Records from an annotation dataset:
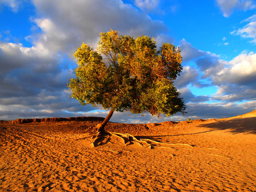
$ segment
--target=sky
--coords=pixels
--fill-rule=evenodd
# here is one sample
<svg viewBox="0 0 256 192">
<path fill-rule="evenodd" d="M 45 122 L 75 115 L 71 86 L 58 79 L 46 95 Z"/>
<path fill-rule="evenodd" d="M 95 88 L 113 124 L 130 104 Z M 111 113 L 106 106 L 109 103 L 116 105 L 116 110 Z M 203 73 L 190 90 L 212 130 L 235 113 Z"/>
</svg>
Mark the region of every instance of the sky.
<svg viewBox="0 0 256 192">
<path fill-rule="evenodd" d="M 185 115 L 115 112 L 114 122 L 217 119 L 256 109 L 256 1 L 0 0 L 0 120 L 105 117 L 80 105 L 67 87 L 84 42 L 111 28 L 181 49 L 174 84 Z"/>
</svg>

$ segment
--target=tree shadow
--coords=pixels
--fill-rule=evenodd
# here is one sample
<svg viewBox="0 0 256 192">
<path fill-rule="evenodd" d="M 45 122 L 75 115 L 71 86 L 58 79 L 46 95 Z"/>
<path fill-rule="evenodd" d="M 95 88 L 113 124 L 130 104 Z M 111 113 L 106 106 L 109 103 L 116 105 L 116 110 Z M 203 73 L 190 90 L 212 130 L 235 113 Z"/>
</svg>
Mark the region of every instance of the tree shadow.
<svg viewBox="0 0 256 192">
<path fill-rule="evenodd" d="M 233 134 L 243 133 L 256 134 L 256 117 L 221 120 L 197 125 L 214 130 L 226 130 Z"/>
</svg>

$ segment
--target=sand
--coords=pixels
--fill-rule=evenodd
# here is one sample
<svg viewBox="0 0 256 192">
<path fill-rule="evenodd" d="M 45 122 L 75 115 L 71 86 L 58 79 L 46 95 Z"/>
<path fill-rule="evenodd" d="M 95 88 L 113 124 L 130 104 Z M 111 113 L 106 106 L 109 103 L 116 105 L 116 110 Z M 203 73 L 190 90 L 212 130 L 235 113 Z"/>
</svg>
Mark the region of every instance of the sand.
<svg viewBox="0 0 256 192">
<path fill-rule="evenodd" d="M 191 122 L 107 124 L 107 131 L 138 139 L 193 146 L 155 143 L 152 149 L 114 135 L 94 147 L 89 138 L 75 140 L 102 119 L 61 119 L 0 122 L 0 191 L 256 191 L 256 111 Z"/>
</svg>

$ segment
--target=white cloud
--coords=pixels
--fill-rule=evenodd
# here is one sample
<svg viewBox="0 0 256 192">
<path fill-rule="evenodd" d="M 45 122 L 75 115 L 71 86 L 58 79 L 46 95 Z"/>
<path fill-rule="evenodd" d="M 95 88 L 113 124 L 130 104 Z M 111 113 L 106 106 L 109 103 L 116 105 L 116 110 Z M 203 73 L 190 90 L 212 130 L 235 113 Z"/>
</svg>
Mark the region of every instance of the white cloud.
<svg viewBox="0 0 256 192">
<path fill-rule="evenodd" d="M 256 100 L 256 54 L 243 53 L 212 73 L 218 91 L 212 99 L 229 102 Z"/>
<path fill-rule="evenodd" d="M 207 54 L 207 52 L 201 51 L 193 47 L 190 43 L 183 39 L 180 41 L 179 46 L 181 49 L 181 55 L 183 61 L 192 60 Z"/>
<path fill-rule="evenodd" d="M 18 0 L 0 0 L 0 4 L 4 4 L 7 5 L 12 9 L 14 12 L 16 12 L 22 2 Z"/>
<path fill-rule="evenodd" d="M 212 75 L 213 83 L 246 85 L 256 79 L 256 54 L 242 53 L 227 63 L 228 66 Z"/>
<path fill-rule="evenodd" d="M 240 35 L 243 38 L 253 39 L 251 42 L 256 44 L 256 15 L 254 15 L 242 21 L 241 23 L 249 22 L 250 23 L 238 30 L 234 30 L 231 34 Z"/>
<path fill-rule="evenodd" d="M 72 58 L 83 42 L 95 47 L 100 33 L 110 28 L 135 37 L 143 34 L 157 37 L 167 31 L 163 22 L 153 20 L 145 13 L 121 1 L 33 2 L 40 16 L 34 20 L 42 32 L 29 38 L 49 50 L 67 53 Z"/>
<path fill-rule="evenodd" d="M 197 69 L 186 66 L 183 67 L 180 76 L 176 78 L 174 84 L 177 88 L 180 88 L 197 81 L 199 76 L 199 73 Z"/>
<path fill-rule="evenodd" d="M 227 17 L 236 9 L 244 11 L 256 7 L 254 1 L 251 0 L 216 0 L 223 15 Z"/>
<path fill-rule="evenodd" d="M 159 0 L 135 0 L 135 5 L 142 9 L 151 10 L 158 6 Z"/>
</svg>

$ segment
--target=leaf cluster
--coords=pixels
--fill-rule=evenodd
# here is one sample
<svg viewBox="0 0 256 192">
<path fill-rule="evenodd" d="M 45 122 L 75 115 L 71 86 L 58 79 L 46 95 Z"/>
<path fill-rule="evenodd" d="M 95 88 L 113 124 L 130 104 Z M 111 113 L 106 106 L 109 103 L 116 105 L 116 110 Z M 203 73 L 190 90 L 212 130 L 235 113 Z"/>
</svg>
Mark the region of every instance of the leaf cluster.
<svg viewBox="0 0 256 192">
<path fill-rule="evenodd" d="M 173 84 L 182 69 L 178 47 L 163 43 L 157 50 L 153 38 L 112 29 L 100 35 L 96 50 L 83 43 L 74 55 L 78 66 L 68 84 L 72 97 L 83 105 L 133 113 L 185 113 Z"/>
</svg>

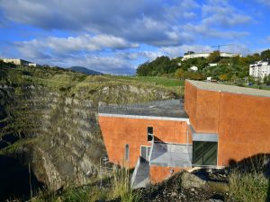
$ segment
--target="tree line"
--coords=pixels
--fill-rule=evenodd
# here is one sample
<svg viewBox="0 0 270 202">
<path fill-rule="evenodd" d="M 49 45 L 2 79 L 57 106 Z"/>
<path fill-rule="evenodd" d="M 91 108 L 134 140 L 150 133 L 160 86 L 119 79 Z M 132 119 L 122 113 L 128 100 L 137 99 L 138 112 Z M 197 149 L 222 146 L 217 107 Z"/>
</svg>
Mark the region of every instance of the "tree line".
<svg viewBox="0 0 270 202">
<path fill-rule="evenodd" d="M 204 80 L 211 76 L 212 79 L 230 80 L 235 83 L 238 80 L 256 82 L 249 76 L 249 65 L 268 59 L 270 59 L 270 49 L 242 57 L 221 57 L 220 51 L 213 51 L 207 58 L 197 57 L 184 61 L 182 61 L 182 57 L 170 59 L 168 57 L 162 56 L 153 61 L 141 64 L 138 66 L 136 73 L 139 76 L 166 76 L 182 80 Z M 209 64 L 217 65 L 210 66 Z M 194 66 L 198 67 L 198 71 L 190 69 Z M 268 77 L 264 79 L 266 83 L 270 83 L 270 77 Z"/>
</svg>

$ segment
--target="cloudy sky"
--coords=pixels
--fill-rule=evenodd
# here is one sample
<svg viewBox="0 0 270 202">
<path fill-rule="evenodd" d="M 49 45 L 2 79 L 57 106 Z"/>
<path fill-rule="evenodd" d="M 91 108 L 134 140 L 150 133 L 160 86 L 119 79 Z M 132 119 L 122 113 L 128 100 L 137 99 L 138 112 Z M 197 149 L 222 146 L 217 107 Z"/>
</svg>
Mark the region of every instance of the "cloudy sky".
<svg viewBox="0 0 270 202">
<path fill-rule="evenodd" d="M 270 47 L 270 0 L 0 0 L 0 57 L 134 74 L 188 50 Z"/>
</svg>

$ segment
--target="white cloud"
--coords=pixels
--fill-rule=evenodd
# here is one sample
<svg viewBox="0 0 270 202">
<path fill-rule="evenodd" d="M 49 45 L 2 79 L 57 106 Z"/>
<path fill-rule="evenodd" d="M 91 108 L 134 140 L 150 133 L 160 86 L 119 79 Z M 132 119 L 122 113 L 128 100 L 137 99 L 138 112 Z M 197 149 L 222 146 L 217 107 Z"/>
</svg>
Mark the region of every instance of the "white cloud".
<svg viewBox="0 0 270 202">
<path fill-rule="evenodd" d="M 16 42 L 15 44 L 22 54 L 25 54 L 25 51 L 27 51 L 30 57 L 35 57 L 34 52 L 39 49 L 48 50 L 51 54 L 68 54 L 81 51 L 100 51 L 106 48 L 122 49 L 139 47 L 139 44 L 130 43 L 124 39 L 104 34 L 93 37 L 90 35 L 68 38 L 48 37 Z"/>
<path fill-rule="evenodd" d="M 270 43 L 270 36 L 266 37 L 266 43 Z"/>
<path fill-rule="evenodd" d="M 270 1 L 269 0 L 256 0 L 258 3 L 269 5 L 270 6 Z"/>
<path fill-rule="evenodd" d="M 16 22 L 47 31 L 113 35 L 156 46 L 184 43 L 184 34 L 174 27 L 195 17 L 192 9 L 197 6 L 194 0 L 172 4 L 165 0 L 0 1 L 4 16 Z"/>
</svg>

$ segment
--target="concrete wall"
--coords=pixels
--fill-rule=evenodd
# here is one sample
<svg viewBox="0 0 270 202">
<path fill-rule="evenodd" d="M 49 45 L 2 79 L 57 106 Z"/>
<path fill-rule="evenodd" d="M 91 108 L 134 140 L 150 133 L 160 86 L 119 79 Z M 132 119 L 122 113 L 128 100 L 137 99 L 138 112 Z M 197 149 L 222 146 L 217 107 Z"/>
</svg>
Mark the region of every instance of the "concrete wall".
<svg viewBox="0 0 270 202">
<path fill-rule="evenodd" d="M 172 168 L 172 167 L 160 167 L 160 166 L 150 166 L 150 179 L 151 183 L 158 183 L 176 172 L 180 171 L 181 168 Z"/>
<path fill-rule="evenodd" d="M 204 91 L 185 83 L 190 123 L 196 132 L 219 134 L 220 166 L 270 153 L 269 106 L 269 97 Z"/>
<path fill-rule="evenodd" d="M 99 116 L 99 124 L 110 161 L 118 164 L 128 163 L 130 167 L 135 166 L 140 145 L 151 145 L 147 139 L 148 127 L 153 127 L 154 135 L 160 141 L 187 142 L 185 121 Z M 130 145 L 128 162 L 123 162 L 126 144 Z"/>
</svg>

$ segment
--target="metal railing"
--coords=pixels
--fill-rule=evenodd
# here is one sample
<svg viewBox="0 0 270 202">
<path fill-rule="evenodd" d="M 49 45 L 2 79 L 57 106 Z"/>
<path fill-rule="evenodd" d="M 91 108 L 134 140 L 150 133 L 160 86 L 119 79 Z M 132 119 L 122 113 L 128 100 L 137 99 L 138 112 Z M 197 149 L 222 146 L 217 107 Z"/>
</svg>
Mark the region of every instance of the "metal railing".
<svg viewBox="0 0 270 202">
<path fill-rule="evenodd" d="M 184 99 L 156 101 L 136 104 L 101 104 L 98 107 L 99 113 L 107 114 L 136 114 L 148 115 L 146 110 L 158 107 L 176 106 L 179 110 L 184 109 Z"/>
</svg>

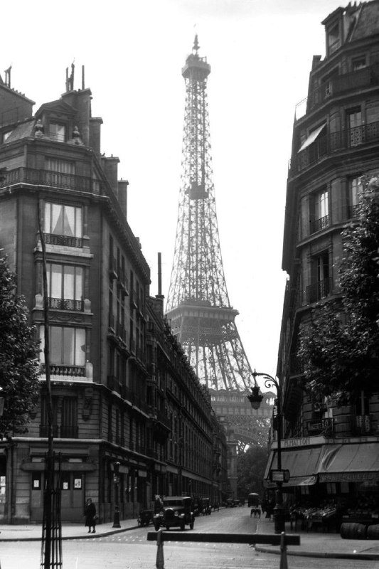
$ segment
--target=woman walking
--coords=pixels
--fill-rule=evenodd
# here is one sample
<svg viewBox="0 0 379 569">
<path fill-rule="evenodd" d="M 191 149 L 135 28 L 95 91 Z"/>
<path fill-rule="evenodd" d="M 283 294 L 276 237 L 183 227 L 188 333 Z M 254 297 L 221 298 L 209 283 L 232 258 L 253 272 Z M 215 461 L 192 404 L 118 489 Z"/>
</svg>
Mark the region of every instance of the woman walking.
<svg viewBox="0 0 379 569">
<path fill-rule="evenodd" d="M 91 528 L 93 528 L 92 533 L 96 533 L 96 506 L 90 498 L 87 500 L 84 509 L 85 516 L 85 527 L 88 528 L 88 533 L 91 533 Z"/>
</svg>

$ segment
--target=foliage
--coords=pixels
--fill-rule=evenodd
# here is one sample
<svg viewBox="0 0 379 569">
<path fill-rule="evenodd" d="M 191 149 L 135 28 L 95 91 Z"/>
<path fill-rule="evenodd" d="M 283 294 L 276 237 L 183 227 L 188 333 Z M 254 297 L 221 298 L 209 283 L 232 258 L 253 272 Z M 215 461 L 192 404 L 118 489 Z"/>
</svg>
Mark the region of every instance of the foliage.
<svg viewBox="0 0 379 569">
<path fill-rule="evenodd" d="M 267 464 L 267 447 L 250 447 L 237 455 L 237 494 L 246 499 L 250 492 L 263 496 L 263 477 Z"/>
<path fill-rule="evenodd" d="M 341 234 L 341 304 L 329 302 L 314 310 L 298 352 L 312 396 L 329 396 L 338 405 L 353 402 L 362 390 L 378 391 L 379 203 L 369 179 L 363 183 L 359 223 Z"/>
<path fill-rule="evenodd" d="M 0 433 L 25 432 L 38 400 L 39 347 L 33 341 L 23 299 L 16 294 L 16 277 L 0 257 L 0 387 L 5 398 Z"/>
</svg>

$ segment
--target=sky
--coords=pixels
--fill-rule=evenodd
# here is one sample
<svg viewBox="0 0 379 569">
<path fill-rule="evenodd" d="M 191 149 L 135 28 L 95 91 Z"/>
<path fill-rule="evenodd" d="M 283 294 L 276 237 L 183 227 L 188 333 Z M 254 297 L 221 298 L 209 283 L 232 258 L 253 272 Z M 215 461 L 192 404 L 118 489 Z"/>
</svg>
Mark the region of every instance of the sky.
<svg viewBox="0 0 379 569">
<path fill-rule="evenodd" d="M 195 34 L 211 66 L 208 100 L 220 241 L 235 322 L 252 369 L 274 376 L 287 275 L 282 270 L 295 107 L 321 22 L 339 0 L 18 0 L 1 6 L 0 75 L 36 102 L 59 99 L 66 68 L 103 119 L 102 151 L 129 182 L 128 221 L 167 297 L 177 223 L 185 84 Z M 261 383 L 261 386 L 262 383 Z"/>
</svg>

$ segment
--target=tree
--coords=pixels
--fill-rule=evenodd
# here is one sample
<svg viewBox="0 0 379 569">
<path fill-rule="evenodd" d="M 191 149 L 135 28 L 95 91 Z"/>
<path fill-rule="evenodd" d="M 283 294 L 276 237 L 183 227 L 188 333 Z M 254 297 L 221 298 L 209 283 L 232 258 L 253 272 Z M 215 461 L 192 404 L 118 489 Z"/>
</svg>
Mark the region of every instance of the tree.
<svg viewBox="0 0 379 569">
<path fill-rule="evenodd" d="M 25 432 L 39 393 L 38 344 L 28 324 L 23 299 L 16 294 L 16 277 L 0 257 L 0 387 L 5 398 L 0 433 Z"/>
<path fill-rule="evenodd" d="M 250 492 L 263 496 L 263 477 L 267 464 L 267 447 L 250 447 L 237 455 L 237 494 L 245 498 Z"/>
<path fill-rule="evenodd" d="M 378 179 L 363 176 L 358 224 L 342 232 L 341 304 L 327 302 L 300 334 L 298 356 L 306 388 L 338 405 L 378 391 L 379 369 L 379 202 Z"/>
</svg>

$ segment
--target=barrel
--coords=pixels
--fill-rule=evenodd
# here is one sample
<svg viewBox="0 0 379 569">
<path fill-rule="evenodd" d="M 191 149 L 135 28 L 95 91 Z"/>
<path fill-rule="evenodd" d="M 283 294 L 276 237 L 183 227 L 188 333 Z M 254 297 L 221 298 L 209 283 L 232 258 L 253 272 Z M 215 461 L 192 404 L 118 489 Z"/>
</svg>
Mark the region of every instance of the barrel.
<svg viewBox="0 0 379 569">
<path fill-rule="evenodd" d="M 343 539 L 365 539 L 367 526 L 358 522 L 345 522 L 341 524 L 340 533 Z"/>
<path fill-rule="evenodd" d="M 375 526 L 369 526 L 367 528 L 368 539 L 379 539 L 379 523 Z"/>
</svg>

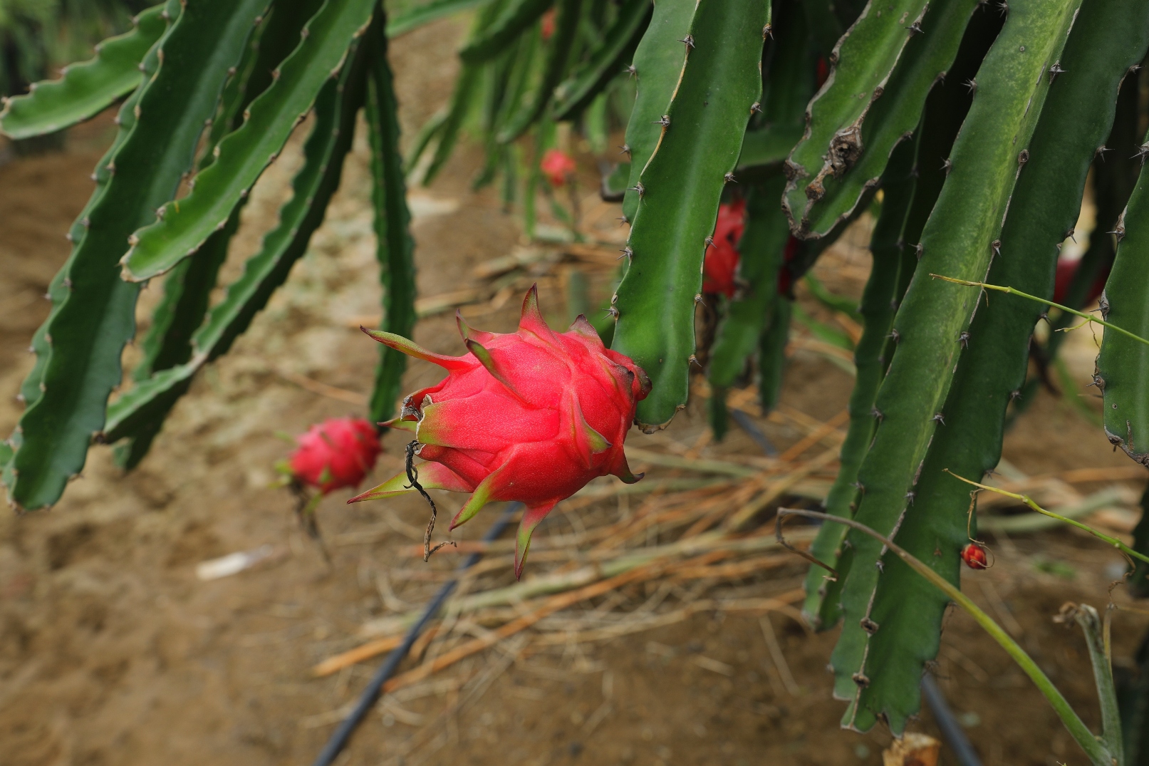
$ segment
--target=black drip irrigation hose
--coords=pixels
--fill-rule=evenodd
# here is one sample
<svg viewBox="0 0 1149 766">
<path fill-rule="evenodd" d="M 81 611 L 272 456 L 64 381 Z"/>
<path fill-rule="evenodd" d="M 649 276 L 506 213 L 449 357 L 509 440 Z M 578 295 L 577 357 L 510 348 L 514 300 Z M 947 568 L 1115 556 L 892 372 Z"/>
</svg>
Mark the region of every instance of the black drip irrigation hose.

* WRITTEN PROBLEM:
Select each line of the material that contains the string "leaf", and copy those lines in full.

* SOLUTION:
--target=leaf cluster
Mark the region of every instance of the leaf cluster.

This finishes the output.